--- start ---

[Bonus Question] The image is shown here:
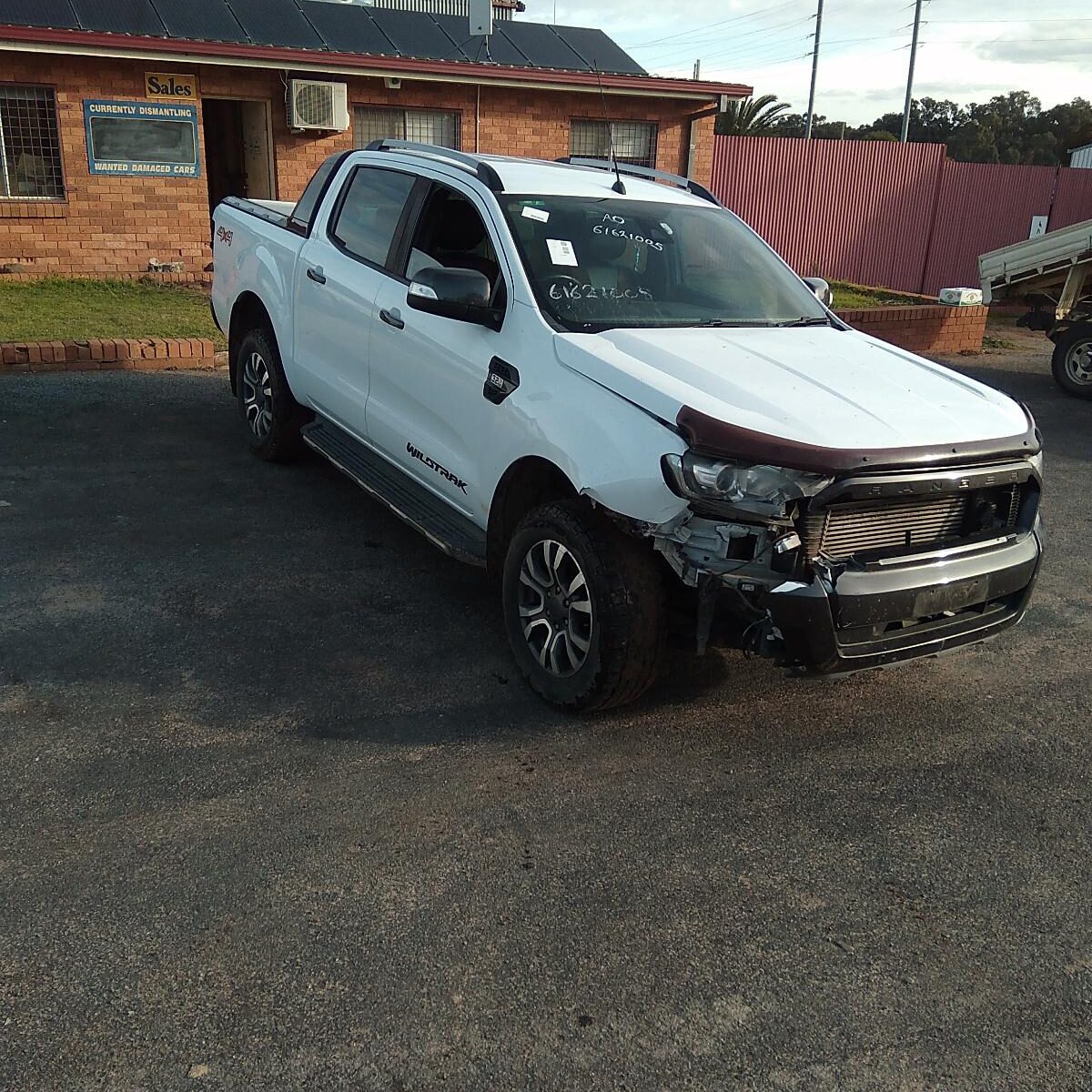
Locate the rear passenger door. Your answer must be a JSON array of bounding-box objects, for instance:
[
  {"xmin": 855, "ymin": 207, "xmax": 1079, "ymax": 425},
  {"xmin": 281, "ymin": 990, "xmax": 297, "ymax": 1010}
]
[
  {"xmin": 294, "ymin": 166, "xmax": 425, "ymax": 439},
  {"xmin": 368, "ymin": 181, "xmax": 506, "ymax": 526}
]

--- end ---

→ JOB
Recast the lines of the items above as a numbered list, leaving out blank lines and omitting the pictures.

→ RESULT
1. [Bonus Question] The image is shown here:
2. Locate the rear passenger door. Your answer must be a JSON array of bounding-box objects, for instance:
3. [
4.   {"xmin": 855, "ymin": 207, "xmax": 1079, "ymax": 425},
5.   {"xmin": 281, "ymin": 990, "xmax": 297, "ymax": 1010}
6. ]
7. [
8.   {"xmin": 294, "ymin": 166, "xmax": 425, "ymax": 439},
9.   {"xmin": 368, "ymin": 181, "xmax": 506, "ymax": 526}
10. ]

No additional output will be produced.